**Do this**
Each line of the material below should be reproduced exactly.

**Input for this task**
++++++++
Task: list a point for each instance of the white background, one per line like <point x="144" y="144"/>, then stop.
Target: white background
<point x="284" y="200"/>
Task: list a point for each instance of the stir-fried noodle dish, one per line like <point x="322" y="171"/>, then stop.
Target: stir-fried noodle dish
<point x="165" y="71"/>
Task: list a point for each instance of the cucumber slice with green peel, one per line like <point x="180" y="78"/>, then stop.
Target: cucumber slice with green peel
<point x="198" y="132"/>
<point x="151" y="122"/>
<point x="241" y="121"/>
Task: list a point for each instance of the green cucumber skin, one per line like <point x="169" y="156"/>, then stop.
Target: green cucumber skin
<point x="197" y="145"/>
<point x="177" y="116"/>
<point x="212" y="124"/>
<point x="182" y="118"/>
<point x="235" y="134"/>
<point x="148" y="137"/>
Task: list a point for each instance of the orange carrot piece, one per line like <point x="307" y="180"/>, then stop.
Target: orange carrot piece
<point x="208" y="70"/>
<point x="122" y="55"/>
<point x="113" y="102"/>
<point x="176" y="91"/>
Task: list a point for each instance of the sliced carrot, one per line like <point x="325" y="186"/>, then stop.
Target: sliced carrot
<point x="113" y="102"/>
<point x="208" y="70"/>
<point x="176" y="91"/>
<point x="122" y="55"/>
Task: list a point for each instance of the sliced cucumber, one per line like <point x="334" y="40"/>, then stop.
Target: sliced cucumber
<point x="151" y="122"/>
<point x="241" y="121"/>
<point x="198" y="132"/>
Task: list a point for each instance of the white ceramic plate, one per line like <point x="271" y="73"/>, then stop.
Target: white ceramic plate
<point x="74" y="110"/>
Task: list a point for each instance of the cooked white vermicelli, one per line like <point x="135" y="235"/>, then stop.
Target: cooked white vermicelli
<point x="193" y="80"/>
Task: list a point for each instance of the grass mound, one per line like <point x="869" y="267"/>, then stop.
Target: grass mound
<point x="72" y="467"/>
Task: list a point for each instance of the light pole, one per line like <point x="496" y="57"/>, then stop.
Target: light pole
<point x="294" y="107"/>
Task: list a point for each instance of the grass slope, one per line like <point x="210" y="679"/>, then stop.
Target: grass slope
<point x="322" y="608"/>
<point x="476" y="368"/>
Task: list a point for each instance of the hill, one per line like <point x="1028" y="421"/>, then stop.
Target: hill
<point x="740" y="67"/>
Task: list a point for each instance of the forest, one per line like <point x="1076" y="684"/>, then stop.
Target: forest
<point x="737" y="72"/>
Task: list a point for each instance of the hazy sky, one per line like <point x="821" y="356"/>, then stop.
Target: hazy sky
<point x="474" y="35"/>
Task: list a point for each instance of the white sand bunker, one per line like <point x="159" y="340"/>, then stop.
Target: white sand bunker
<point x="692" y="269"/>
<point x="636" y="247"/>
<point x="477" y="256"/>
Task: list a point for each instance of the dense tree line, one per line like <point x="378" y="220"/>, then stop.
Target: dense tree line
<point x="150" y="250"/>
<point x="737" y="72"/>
++++++++
**Response to the task**
Task: list a point for each instance of the white background, one per line like <point x="144" y="144"/>, then stop.
Target: white background
<point x="284" y="200"/>
Task: list a point for each instance of the stir-fried noodle dish, one per line like <point x="322" y="171"/>, then stop.
Target: stir-fried noodle dish
<point x="165" y="71"/>
Task: list a point for each instance of the cucumber slice with green peel, one per line like <point x="180" y="78"/>, then stop.
Target: cucumber slice with green peel
<point x="198" y="132"/>
<point x="151" y="122"/>
<point x="241" y="121"/>
Task: list a point for each instance of the green cucumber skin, one per line like <point x="169" y="156"/>, then stop.
Target: green cucumber skin
<point x="197" y="145"/>
<point x="177" y="116"/>
<point x="212" y="124"/>
<point x="182" y="118"/>
<point x="235" y="134"/>
<point x="148" y="137"/>
Task: list a point for each instance of the orange carrot piece, one per line like <point x="307" y="180"/>, then stop.
Target: orange carrot piece
<point x="208" y="70"/>
<point x="122" y="55"/>
<point x="113" y="102"/>
<point x="176" y="91"/>
Task: list a point for each instance of the sliced carrot, one per line like <point x="325" y="186"/>, then stop.
Target: sliced carrot
<point x="113" y="102"/>
<point x="208" y="70"/>
<point x="176" y="91"/>
<point x="122" y="55"/>
Task: list a point for each instance of the sliced cucumber, one per line like <point x="334" y="40"/>, then stop.
Target: sliced cucumber
<point x="151" y="122"/>
<point x="241" y="121"/>
<point x="198" y="132"/>
Task: list a point for each instance of the white ceramic plate, one per line like <point x="271" y="73"/>, then stop.
Target: white ceramic plate
<point x="74" y="110"/>
Task: list a point for each instance of the cooked white vermicelli, one per line like <point x="135" y="235"/>, then stop.
Target: cooked white vermicelli
<point x="193" y="80"/>
Task: list a point for each instance of the grass mound, one per line like <point x="869" y="267"/>, then stop.
Target: grass mound
<point x="72" y="467"/>
Task: list a point for each instance of the light pole, one per line like <point x="496" y="57"/>, then stop.
Target: light pole
<point x="294" y="107"/>
Task: list a point for each instance of the grass slope, one per line like <point x="210" y="679"/>, then stop.
Target: grass slope
<point x="322" y="608"/>
<point x="476" y="368"/>
Task: list a point for each instance of the hill, one per line like <point x="1028" y="421"/>, then stop.
Target: hill
<point x="740" y="67"/>
Task: list a point for each instance of the forest, one per line like <point x="1076" y="684"/>, then stop.
Target: forest
<point x="737" y="72"/>
Task: list a point for each instance of the hazy sky, one per line like <point x="821" y="356"/>, then stop.
Target: hazy sky
<point x="474" y="35"/>
Task: list a point for each instance of the white sand bunker, one per line like <point x="159" y="340"/>, then stop.
Target: white sand bunker
<point x="692" y="269"/>
<point x="636" y="247"/>
<point x="477" y="256"/>
Task: list a point for each instance of the dense tree line, one per line like <point x="378" y="220"/>, then stop.
Target: dense tree line
<point x="150" y="250"/>
<point x="737" y="72"/>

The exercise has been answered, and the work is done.